**MATERIAL TO PROCESS:**
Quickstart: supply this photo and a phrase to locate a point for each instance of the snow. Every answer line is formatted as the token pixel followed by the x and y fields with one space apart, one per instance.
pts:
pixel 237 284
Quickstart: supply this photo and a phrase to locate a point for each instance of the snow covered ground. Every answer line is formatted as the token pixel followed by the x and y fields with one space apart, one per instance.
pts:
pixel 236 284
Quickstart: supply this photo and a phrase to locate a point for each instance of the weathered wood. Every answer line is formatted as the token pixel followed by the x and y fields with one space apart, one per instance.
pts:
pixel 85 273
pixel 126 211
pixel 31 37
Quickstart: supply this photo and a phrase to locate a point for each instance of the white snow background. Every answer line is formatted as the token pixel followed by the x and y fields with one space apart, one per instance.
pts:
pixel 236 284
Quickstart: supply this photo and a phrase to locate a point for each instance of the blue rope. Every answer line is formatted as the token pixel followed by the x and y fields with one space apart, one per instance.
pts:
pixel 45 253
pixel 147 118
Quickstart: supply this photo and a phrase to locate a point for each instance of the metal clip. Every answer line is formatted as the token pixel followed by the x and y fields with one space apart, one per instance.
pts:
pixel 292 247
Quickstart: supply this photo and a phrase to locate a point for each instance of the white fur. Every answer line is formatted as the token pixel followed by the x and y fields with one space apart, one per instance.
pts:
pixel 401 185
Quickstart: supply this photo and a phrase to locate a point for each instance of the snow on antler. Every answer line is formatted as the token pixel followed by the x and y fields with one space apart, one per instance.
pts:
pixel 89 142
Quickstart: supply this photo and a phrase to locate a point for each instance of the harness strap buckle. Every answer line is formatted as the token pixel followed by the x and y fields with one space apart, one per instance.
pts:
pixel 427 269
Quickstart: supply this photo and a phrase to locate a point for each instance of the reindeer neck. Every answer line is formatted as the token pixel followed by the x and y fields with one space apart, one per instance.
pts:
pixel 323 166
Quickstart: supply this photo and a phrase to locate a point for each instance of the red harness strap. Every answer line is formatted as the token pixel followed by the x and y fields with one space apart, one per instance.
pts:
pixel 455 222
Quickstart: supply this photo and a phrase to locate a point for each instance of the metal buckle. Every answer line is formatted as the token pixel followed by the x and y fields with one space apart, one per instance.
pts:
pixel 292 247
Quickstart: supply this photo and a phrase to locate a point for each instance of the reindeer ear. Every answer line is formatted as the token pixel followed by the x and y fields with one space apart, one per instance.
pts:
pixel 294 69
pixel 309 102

**PROBLEM:** Please put each line of the rows above into a JSON list of strings, one string per line, with blank lines left out.

**FULL ANSWER:**
[
  "Quickstart: supply this photo and a phrase to locate a point for each instance of the snow. Every answer line is formatted as the token pixel followed by the x and y fields with one space apart, one per instance.",
  "pts:",
  "pixel 237 284",
  "Quickstart: supply this photo and a phrase to locate a point for each instance of the snow covered ground. Every answer line is formatted as the token pixel followed by the x and y fields with one space apart, one per instance.",
  "pts:",
  "pixel 236 284",
  "Quickstart: supply this photo and a phrase to locate a point for each instance of the weathered wood. Every answer line is formatted as the token pixel followed by the x and y fields with one space apart, one per instance.",
  "pts:",
  "pixel 85 273",
  "pixel 126 211",
  "pixel 31 37",
  "Quickstart: supply this photo and a phrase to locate a point for each instance of the white snow background. Every answer line is formatted as the token pixel followed by the x and y fields with one space apart, one per instance.",
  "pts:",
  "pixel 236 284",
  "Quickstart: supply this photo and a phrase to locate a point for each instance of the blue rope. Every answer line is formatted as the token pixel followed by the x and y fields with one space apart, one per instance.",
  "pts:",
  "pixel 45 253",
  "pixel 147 118",
  "Quickstart: supply this photo and a phrase to locate a point for each instance of the metal clip. Every answer line is formatted as the token pixel followed by the x and y fields with one space apart, one per instance.",
  "pts:",
  "pixel 292 247",
  "Quickstart: supply this photo and a phrase to locate a point for each instance of the white fur. Every answer line is formatted as the token pixel followed by the x and y fields with one space apart, one per instance.",
  "pts:",
  "pixel 401 185",
  "Quickstart: supply this photo and a phrase to locate a point for each instance of the snow on antler. Every answer line is formatted as the token pixel followed by the x and y fields with one space apart, one per instance.",
  "pts:",
  "pixel 89 142",
  "Quickstart: supply this photo and a phrase to locate a point for each instance of the harness strap buckle. Every answer line is formatted as the token pixel followed by the x and y fields with one space apart, one per instance.",
  "pts:",
  "pixel 427 269",
  "Quickstart: supply this photo and a phrase to locate a point for each instance of the reindeer neck. Every answer line is formatted as the token pixel followed by the x and y fields with one space apart, one per instance.",
  "pts:",
  "pixel 323 166",
  "Quickstart: supply this photo and a phrase to locate a point for each instance of the red harness strap. Every answer line is formatted as the token pixel followed by the x and y fields with one space apart, one per instance.",
  "pts:",
  "pixel 455 222",
  "Quickstart: supply this photo and a phrase to locate a point for each instance of the metal buckle. Every answer line is formatted as the token pixel followed by the x and y fields with one space apart, one per instance.",
  "pts:",
  "pixel 292 247",
  "Quickstart: supply this photo and a phrase to locate a point for each instance of the reindeer ear. Every answer line is formatted as the token pixel followed by the x and y fields with one space apart, one per instance.",
  "pts:",
  "pixel 294 69",
  "pixel 309 102"
]